(Beginning of Extracted entries)

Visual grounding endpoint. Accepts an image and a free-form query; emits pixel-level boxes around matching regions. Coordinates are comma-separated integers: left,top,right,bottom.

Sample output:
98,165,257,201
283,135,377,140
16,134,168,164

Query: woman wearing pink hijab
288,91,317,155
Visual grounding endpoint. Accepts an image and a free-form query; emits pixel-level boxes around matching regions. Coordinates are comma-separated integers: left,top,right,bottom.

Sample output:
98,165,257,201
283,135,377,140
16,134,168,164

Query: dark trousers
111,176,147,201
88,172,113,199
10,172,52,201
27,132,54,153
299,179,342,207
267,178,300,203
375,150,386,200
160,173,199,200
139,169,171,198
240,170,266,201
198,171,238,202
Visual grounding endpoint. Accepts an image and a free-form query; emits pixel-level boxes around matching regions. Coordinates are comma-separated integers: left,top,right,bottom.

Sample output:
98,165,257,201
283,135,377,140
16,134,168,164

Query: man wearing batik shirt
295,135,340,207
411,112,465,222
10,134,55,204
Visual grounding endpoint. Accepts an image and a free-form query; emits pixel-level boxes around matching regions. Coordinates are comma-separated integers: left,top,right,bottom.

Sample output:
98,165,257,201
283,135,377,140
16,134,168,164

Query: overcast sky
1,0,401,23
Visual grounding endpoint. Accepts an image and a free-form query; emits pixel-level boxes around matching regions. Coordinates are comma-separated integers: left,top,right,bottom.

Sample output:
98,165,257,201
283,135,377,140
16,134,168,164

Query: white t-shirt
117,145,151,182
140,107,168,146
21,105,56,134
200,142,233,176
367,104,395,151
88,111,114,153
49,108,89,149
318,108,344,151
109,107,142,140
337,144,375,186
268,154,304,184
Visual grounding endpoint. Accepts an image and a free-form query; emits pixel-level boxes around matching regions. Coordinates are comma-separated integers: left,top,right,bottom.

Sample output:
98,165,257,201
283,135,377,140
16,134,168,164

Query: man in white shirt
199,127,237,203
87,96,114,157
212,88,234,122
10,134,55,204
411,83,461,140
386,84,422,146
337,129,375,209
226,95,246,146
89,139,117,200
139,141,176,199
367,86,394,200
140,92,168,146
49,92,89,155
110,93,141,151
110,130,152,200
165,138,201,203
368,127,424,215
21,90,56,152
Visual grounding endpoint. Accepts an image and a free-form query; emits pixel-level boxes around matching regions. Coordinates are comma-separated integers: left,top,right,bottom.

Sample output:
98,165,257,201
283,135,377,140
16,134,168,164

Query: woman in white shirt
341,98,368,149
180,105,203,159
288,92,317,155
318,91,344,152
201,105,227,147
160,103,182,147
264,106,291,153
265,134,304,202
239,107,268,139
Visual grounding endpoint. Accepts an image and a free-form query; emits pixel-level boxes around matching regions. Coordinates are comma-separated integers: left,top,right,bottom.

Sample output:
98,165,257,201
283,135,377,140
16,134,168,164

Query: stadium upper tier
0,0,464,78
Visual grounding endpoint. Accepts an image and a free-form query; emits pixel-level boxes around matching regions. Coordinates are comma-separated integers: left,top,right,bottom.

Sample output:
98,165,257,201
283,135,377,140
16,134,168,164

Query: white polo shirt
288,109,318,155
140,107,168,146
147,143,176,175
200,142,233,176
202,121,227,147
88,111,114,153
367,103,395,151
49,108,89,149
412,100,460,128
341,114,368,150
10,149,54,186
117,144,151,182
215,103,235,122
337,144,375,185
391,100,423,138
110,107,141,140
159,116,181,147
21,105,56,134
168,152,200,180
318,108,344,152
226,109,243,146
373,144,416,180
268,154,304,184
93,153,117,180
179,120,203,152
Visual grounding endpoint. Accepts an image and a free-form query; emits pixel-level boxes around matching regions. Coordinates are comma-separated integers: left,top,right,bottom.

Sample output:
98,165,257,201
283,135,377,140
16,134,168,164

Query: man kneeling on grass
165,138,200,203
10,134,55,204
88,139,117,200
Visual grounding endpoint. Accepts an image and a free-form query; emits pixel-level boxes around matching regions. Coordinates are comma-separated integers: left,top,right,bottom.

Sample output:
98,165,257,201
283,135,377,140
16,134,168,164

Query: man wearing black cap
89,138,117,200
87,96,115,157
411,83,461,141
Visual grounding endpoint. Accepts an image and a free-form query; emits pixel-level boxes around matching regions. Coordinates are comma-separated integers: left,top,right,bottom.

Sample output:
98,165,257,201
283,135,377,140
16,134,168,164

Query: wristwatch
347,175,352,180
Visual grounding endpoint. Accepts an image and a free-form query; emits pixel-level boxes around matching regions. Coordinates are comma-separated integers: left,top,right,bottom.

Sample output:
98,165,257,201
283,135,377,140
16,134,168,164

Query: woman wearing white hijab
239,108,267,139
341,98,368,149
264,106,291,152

(End of Extracted entries)

Repeat the records above in full, word for word.

Visual grounding endpoint. Accepts an image and a free-form query; emits pixel-level boxes around matching regions. Coordinates are comma-separated integers: left,top,right,bottom.

Sample output:
98,165,257,201
283,135,377,140
16,134,168,164

Query: woman wearing pink hijab
288,91,317,155
Visual grounding endpoint. Accepts an image and a free-form query; emits pixel-level boxes around matching regions. Coordinates are comma-separated integers: left,top,right,bottom.

Sample output:
98,165,257,201
283,135,377,140
16,134,168,164

Query: dark trousers
111,176,147,201
88,172,113,199
10,172,52,201
27,132,54,153
299,179,342,207
267,178,300,203
375,150,386,200
160,173,199,200
139,169,171,198
240,170,266,201
198,171,238,202
Visual grounding endpoint. Accepts an image and a free-form query; emits pixel-level boxes around matching regions. Coordinates are comma-separated integers: left,top,right,bottom.

Sample output:
98,165,257,201
283,135,377,140
16,134,168,164

Query: man wearing batik shirt
295,135,340,207
411,112,465,222
10,134,55,204
Visual grounding endpoint. Accepts an image and a free-form query; emits pixel-level boxes around matching regions. Coordinates are comma-separated integers: left,top,right,bottom.

Sample output:
98,165,257,201
283,135,377,140
16,134,168,164

Query: overcast sky
1,0,401,23
Visual grounding endpoint. Accepts an image and a free-form query; emits pixel-level boxes around matching regions. Coordinates are comma-separated integers: left,top,right,bottom.

Sample output:
98,165,257,201
283,135,377,140
16,134,168,164

Query: white t-shirt
117,145,151,182
140,107,168,146
21,105,56,134
200,142,233,176
367,104,395,151
88,111,114,153
49,108,89,149
318,108,344,151
109,107,142,140
337,144,375,186
268,154,304,184
Visual grounding endpoint. Accepts an image and a free-form query; emits pixel-level boxes around matching regions. Coordinates are comma-separated integers: left,top,right,bottom.

Sample output:
98,165,257,201
283,135,377,140
16,134,168,164

Query: man in white shirt
199,127,237,203
87,96,114,157
212,88,234,122
10,134,55,204
411,83,461,140
386,84,422,146
337,129,375,209
226,95,246,146
89,139,117,200
139,141,176,199
367,86,394,200
140,92,168,146
49,92,89,155
110,93,141,151
110,130,152,200
165,138,201,203
368,127,424,215
21,90,56,152
Visual grounding endpoint. Accepts an image and a free-form query; emits pixel-level boxes around matching regions. Coordinates are comma-separated integers: left,top,right,bottom.

Sample output:
98,165,257,201
283,135,377,140
16,134,168,164

Query: woman in white shirt
341,98,368,149
180,105,203,159
288,92,317,155
318,91,344,152
201,105,227,147
160,103,182,147
264,106,291,153
265,134,304,202
239,107,268,139
Visual grounding endpoint. Accepts an image and a free-form query; emits pixel-level boxes around matching regions. Coordinates are comma-separated integers: left,top,right,bottom.

Sample output:
98,165,257,201
283,135,377,140
16,134,168,164

Query: stadium upper tier
0,0,464,78
Visual grounding endpoint. Accepts an image and a free-form query; emits pixel-level boxes around matching regions. Coordinates are comma-separated integers: left,top,right,bottom.

Sample output:
98,165,257,201
283,135,377,140
16,134,168,164

Query: white polo shirt
288,109,318,155
140,107,168,146
147,143,176,175
200,142,233,176
202,121,227,147
88,111,114,153
367,103,395,151
49,108,89,149
412,100,460,128
341,114,368,150
10,149,54,186
117,144,151,182
215,103,235,122
337,144,375,185
391,100,423,138
110,107,141,140
159,116,181,147
21,105,56,134
168,152,200,180
318,108,344,152
226,109,243,146
373,144,416,180
268,154,304,184
93,153,117,180
179,120,203,152
Visual grounding endpoint. Accepts an image and a free-form query; emits pixel-level boxes around matching regions. Coordinates are comma-separated integers: left,top,right,bottom.

Sample output:
98,165,257,201
283,135,377,140
16,134,168,164

Query: man kneeling on grass
165,138,200,203
10,134,55,204
88,139,117,200
Visual grounding endpoint. Accepts an image and a free-form query; emits pixel-level boxes around matching regions. Coordinates are comma-separated integers: left,top,right,bottom.

Sample output:
98,165,257,201
283,135,377,140
16,134,168,164

Query: man wearing black cap
89,138,117,200
87,96,115,157
411,83,461,141
Visual grounding endpoint. Accepts an image and a free-form query; emits pixel-level boxes around matching regions. Coordinates are comma-separated integers: left,top,right,bottom.

Sample output:
98,165,257,201
283,135,377,140
16,134,168,164

Query: wristwatch
347,175,352,180
Visual grounding endpoint. Accepts an image and a free-form query; emits pixel-level boxes around matching regions. Coordinates are comma-separated integers: left,top,right,bottom.

Sample output:
98,165,257,201
283,135,377,140
16,134,168,164

Query: woman wearing white hijab
239,108,267,139
341,98,368,149
264,106,291,152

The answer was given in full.